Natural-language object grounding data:

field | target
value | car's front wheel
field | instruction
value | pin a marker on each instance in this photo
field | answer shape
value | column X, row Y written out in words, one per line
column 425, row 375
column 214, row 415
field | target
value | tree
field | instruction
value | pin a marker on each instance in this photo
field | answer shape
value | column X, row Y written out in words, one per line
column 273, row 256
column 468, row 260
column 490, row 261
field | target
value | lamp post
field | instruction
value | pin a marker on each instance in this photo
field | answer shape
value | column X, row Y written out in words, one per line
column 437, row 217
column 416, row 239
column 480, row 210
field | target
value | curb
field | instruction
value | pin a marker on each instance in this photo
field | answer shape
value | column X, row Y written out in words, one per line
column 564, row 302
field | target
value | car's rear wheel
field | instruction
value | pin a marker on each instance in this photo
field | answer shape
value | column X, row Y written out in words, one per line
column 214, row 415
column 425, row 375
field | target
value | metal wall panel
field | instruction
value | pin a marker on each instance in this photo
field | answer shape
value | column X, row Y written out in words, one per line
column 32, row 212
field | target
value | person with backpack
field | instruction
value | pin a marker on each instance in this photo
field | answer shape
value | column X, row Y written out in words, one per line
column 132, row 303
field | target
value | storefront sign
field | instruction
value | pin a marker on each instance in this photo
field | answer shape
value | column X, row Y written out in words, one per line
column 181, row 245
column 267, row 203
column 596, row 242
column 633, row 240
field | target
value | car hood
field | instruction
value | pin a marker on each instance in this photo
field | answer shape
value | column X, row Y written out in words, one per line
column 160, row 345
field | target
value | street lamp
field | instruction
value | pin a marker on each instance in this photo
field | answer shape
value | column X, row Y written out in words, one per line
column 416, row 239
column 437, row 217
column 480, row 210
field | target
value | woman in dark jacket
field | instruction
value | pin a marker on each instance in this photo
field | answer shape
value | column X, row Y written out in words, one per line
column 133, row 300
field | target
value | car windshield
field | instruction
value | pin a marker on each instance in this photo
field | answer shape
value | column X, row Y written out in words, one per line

▶ [WHAT THE TASK ASKS]:
Your task is to copy every entry above, exactly as written.

▶ [ANSWER TO THE EXERCISE]:
field | target
value | car's front wheel
field | instruction
value | pin a marker on each instance in this photo
field | answer shape
value | column X, row Y written out in words, one per line
column 425, row 375
column 214, row 415
field | target
value | tree
field | instruction
value | pin a marker on each instance in this photo
field | answer shape
value | column X, row Y written out in words, one per line
column 273, row 256
column 468, row 260
column 490, row 261
field | target
value | lamp post
field | instruction
value | pin a marker on each instance in this photo
field | answer shape
value | column X, row Y written out in words, one per line
column 437, row 217
column 416, row 239
column 480, row 210
field | target
value | curb
field | instruction
value | pin a marker on each instance in this photo
field | answer shape
value | column X, row Y written out in words, one per line
column 564, row 302
field | target
value | car's rear wheel
field | instruction
value | pin a marker on each instance in this photo
field | answer shape
value | column X, row Y written out in words, one per line
column 214, row 415
column 425, row 375
field | target
value | metal wall panel
field | instruction
value | pin a marker on each instance in this photo
field | answer shape
value | column X, row Y written out in words, one per line
column 32, row 212
field | target
value | person with backpack
field | instruction
value | pin a marker on each instance in this photo
field | answer shape
value | column X, row Y written out in words, one per line
column 132, row 303
field | target
value | storefront sign
field | instruction
value | pin a marker on each instance in this photo
field | answer shape
value | column X, row Y written out in words, one per line
column 181, row 245
column 267, row 203
column 596, row 242
column 633, row 240
field | target
value | car hood
field | instruction
value | pin a marker on each instance in this photo
field | answer shape
value | column X, row Y written out in words, one per line
column 160, row 345
field | target
value | street lamp
field | instruction
value | pin a marker on each instance in this photo
field | answer shape
value | column X, row Y written out in words, one per line
column 416, row 239
column 437, row 217
column 480, row 210
field | target
value | woman in dark jacket
field | instruction
value | pin a marker on each instance in this photo
field | answer shape
value | column X, row Y written out in words, one per line
column 133, row 300
field | target
value | car windshield
field | instruction
value | pin a marker on each instance in this photo
field | answer shape
value | column X, row Y written out in words, one per line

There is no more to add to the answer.